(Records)
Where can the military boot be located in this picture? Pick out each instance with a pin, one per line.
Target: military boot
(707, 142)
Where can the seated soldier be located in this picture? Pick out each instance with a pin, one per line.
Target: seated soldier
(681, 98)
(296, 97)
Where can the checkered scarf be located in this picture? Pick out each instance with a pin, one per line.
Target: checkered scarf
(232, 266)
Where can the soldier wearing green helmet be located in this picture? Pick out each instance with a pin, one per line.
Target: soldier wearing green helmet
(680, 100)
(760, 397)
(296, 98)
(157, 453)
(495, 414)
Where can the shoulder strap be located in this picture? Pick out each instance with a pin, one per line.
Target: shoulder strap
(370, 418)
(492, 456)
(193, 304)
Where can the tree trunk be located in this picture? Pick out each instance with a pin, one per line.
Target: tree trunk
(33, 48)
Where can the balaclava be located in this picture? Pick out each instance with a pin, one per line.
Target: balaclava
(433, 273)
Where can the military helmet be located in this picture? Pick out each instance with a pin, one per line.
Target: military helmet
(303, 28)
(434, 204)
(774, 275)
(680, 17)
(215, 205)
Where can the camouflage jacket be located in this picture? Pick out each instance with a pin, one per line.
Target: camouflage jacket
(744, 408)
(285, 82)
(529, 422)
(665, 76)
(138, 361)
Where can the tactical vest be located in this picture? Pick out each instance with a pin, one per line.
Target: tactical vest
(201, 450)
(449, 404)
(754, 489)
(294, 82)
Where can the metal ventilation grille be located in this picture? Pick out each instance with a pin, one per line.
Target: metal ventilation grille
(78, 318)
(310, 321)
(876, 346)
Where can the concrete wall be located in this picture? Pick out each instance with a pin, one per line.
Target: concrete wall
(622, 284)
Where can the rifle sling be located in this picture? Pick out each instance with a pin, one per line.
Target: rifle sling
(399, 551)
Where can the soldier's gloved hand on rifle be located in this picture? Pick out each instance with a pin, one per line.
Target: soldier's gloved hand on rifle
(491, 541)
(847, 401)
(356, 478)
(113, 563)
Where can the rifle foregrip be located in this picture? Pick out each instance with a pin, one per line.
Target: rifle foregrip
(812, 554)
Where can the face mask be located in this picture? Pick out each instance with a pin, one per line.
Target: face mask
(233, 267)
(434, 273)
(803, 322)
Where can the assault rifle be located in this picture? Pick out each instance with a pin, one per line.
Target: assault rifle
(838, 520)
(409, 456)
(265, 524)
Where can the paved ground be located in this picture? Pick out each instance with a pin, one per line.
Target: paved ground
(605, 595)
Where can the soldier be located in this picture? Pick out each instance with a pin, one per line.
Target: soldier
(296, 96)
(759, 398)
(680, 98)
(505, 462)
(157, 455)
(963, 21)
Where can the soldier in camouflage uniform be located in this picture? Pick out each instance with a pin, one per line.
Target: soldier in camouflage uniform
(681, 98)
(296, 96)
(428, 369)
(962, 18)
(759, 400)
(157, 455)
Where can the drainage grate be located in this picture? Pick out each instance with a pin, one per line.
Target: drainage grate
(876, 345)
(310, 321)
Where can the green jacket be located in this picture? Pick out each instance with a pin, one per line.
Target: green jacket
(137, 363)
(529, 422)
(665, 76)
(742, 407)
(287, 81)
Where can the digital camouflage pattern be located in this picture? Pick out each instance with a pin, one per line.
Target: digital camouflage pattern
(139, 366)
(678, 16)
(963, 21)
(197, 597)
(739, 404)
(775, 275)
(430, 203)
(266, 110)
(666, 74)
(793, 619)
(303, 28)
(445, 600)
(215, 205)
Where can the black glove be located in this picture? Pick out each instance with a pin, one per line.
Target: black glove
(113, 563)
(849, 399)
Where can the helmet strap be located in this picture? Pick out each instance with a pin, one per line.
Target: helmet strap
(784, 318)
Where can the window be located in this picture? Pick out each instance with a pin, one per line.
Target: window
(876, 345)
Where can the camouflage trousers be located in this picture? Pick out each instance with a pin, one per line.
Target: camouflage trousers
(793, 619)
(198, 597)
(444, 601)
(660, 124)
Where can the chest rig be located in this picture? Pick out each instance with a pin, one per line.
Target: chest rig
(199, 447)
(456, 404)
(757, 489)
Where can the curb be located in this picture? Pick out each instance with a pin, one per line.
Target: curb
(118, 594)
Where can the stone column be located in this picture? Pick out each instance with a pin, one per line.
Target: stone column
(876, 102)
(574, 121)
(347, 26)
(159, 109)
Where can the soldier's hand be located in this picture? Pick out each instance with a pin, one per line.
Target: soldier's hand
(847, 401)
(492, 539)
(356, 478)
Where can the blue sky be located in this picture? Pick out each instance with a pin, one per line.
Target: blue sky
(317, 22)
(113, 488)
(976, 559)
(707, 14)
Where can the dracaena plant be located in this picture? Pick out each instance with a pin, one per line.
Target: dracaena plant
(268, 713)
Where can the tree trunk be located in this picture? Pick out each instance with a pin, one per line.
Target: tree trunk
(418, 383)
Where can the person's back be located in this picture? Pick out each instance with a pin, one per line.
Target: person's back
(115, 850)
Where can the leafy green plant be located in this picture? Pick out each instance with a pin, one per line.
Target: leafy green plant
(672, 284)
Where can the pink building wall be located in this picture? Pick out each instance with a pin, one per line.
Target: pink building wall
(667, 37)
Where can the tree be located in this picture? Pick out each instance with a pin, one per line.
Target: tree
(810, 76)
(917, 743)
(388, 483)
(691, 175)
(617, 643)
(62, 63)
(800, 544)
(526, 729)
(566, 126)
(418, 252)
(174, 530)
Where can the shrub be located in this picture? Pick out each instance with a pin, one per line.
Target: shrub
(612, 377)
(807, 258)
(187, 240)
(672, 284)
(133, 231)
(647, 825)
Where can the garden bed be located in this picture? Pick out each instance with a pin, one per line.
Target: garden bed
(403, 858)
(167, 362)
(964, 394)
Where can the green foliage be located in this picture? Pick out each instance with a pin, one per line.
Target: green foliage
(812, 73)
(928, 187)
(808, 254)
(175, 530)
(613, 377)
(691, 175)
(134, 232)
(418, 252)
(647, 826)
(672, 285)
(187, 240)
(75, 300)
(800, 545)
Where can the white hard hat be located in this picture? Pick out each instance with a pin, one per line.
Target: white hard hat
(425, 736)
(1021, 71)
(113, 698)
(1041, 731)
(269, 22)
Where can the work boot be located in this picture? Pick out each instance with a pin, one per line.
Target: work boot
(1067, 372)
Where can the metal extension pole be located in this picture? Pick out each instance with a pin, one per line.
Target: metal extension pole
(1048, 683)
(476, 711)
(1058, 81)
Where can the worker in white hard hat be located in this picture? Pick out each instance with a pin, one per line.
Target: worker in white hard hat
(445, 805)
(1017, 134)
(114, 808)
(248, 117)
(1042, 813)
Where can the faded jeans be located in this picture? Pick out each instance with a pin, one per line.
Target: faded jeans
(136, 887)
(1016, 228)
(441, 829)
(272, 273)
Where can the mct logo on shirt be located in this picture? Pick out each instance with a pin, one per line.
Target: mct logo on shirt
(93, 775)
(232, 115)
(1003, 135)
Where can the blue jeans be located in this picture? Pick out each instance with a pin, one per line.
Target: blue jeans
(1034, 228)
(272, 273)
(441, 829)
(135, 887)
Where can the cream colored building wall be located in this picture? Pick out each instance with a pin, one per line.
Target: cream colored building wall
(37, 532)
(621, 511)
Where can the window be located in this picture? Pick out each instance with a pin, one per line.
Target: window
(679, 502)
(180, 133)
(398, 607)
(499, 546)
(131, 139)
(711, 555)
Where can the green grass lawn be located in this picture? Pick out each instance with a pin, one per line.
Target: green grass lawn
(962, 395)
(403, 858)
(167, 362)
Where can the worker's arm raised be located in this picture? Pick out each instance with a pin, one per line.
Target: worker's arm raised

[Short exercise]:
Reproduce all of the entries above, substituting "Mark" for every occurrence of "Pick out" and keeping everything else the same.

[Worked solution]:
Where can the military boot be located in this picture? Mark each instance with a pin, one per line.
Target: military boot
(707, 142)
Where can the seated soldier be located in this picture? Mark each instance with a pin, one per line.
Target: seated soldier
(681, 98)
(296, 97)
Where can the checkered scarf be located in this picture? Mark each instance with a pin, one per line.
Target: checkered scarf
(232, 266)
Where can the soldier wearing green helmet be located in this picture? Mark each instance with a pin, one per line.
Target: soldier wearing green helmet
(680, 100)
(760, 397)
(296, 98)
(157, 453)
(495, 414)
Where can the shoulder strap be located in this picture? Mark each instance with a pin, one per line.
Target: shoulder strap
(370, 418)
(492, 456)
(193, 304)
Where can the tree trunk be located in this picture? Mark each instance with a pin, one per line.
Target: tree trunk
(33, 48)
Where can the balaclava be located in this picture? Mark each instance with a pin, one per line.
Target: balaclava
(433, 273)
Where can the military helmet be located in this picture? Mark each instance with a pin, one per line.
Target: military helmet
(303, 28)
(434, 204)
(774, 275)
(680, 17)
(215, 205)
Where can the camouflage jacket be located in this picture? Mark each instance with a pin, one per line.
Target: camouflage jacket
(744, 408)
(285, 82)
(529, 422)
(665, 76)
(138, 361)
Where can the tactical vest be located in this picture? Mark each instance with a pin, one per line.
Target: tactical vest
(201, 450)
(449, 404)
(754, 489)
(294, 82)
Where can the metal ventilation grille be located in this picture? Mark each instance with a pin, one per line.
Target: metal ventilation grille
(78, 318)
(310, 321)
(876, 346)
Where can the concrete wall be located in this picture? Mark each instance with a pin, one per line.
Target: concrete wall
(622, 284)
Where can the rifle sling be located in this picture? Mark each instance with a pin, one per line.
Target: rifle sling
(399, 551)
Where can the soldier's gloved hand on rifle be located in this picture? Mark each instance with a pin, one per line.
Target: soldier's gloved hand on rifle
(491, 541)
(847, 401)
(356, 478)
(113, 563)
Where can the rifle foregrip be located in this picture? Mark each instance with a pin, one per line.
Target: rifle foregrip
(812, 554)
Where can the face mask be located in this picture? Mark each instance with a pin, one per line.
Target: face mask
(233, 267)
(434, 273)
(803, 322)
Where can the assault rifle be located in this picture? Mark each instance with a pin, one per line.
Target: assault rifle
(838, 520)
(409, 456)
(265, 524)
Where can the paved ground be located in this picture? Mark each instance with a pin, one per line.
Target: paved ground
(605, 595)
Where can the soldier be located in this picture? Mark each instance with a pin, one per line.
Target: soldier
(296, 96)
(759, 398)
(680, 98)
(505, 462)
(157, 455)
(963, 21)
Where can the soldier in camouflage uniform be located in this picture? Mark each instance with a pin, one per line.
Target: soldier in camouflage uniform
(681, 98)
(296, 96)
(428, 369)
(962, 18)
(759, 400)
(157, 455)
Where can the drainage grate be located in this picture? Mark each instance with a pin, one per line.
Target: drainage grate
(876, 345)
(310, 321)
Where can the green jacket be located in this picture? Mark each instance with a pin, one per line.
Target: green jacket
(137, 363)
(529, 422)
(665, 76)
(742, 407)
(287, 81)
Where can the digital camouflage pattern be located in this picture? Mark each instance with a pin, one per line.
Target: digital camouflage pattern
(139, 366)
(678, 16)
(963, 21)
(197, 597)
(739, 404)
(775, 275)
(430, 203)
(266, 110)
(666, 74)
(793, 619)
(303, 28)
(445, 600)
(215, 205)
Where can the black glove be located in this picture? Mark each instance with a pin, one per line.
Target: black glove
(113, 563)
(849, 399)
Where can the helmet strap be located in this picture? Mark each instance with a pin, one per line.
Target: helmet strap
(784, 318)
Where can the window be located in this picture? Mark each instance with a pin, one per line.
Target: window
(876, 345)
Where can the camouflage trousers be located in this picture? Mark each instance with a pin, one per line.
Target: camouflage trousers
(793, 619)
(198, 597)
(444, 601)
(660, 124)
Where can the chest rig be located in this picture? Mark each instance with a pin, one per line.
Target: chest rig
(199, 447)
(456, 404)
(757, 489)
Where can the curb be located in this picture? Mark each instance with a pin, one per line.
Target: curb
(118, 594)
Where can the stone column be located in this picture? Mark each instance with a pin, one per line.
Target: stone column
(876, 102)
(574, 121)
(347, 26)
(159, 109)
Where can the soldier's hand be located in this picture? Mark each instance with a pin, one per line.
Target: soldier's hand
(847, 401)
(492, 539)
(356, 478)
Where can the blue sky be located in this picture? Mark each instance with a pin, one per line.
Target: blue sky
(317, 22)
(113, 488)
(976, 559)
(707, 14)
Where can the dracaena plant be located in this picture? Mark each instance with a pin, one per line.
Target: dracaena plant
(268, 713)
Where can the tree trunk be located in this picture? Mark each instance with a pin, one per line.
Target: tree trunk
(418, 383)
Where can the person's back be located in this picture? Mark each instance with a pin, one per line.
Target: person's back
(115, 850)
Where can the leafy green plant be located in this picture? Mark each instance with a pin, one per line.
Target: leafy green plant
(672, 284)
Where can the pink building wall be located in this picture? Mark each instance with a pin, one per line.
Target: pink building wall
(667, 37)
Where can the tree be located in this picture? Mark each instance with a pin, one per line.
Target: tree
(810, 76)
(917, 743)
(388, 483)
(691, 175)
(617, 643)
(62, 63)
(800, 544)
(526, 729)
(566, 126)
(418, 252)
(174, 530)
Where can the shrub be located in this picture? Mark each instance with a pin, one per line.
Target: shrub
(612, 377)
(807, 258)
(187, 240)
(672, 284)
(133, 231)
(647, 825)
Where can the garden bed be located in this picture? Mark each instance with a pin, one per line.
Target: garden bed
(403, 858)
(167, 362)
(964, 394)
Where can the green foliage be located in this picture? Mark each instance with a pin, one per line.
Target: green foliage
(812, 73)
(928, 187)
(808, 254)
(175, 530)
(613, 377)
(691, 175)
(134, 232)
(418, 252)
(647, 826)
(672, 285)
(187, 240)
(75, 300)
(800, 545)
Where can the white hard hat be located in this picture? Mark each instance with a pin, one per line.
Target: white hard hat
(425, 736)
(1021, 71)
(113, 698)
(1041, 731)
(269, 22)
Where can the work boot be located in this picture? Mark each instance with a pin, one per line.
Target: work boot
(1067, 372)
Where can the metal extension pole be located in this picture? Mark each instance with a pin, one per line.
Target: metal extension pole
(1048, 683)
(476, 711)
(1058, 81)
Where can the worker in white hard hat be located in this picture? Mark each instance with a pin, one per line.
Target: worker in white hard hat
(445, 805)
(1017, 134)
(114, 808)
(248, 117)
(1042, 813)
Where can the faded jeans be located in this picture? Mark each instance with a pin, one per line.
Target: faded jeans
(136, 887)
(1016, 228)
(441, 829)
(272, 273)
Where can the mct logo on shirt be located in this picture? Mark each instance with a pin, one per line.
Target: mct logo on shirt
(93, 775)
(232, 115)
(1003, 135)
Where can the blue jeans be located in this picture? Mark each instance with a pin, one per line.
Target: blue jeans
(1034, 228)
(272, 273)
(441, 829)
(135, 887)
Where can the cream colored building wall be located in this picture? Mark each instance with a pin, one per line.
Target: cream colored building wall
(37, 532)
(621, 511)
Where can the window be located in this picture? Mark each instance with a pin, one per line.
Target: window
(679, 502)
(180, 133)
(398, 607)
(499, 546)
(131, 139)
(711, 555)
Where can the green grass lawn be located in this picture? Mark each instance with a pin, one per line.
Target: green grass lawn
(962, 395)
(403, 858)
(167, 362)
Where can the worker's arm raised be located in this picture? Mark each instance with a pin, one per line.
Target: worker's arm raised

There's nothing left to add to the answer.